Rewrite everything from the start of the items down to the line containing "box: [196, 54, 205, 63]" as a Markdown table with the columns Row and Line, numbering each row and skipping blank lines.

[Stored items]
.....
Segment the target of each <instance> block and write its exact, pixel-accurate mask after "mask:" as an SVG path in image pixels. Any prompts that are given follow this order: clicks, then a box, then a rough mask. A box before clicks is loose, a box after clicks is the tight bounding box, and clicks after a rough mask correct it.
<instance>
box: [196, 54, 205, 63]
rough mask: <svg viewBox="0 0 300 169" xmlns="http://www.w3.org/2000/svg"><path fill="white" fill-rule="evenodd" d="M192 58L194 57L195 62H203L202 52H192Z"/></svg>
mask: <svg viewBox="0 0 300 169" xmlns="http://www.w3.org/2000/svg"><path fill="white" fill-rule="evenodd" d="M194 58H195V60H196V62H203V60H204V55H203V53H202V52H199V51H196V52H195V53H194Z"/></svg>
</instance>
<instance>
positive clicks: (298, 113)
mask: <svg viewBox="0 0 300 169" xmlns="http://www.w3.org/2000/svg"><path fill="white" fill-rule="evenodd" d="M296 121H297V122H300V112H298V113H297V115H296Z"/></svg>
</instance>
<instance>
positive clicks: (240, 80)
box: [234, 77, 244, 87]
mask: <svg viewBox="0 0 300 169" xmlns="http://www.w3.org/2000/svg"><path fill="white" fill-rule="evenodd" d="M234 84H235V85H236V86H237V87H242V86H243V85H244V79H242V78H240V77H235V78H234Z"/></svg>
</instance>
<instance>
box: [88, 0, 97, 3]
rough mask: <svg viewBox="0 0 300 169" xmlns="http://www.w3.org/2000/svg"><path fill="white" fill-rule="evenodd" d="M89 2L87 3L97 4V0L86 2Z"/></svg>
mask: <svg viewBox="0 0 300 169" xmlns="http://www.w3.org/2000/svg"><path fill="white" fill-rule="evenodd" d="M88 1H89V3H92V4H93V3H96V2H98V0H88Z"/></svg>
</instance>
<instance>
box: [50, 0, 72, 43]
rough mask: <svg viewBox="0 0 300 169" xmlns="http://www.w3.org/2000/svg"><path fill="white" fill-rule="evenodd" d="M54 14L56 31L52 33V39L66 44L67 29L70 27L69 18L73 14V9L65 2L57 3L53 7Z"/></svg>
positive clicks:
.....
• FINISHED TASK
| Row | Line |
|---|---|
| 1 | Segment the target of each <instance> block and write its exact, pixel-accurate mask after "mask:" as an SVG path in image pixels. Any prompts that are given follow this order: clicks, then a box, then a rough mask. A box before clicks is loose, a box after clicks is the tight bounding box, and clicks after a rough mask correct it. |
| 2 | <instance> |
| 3 | box: [196, 54, 205, 63] |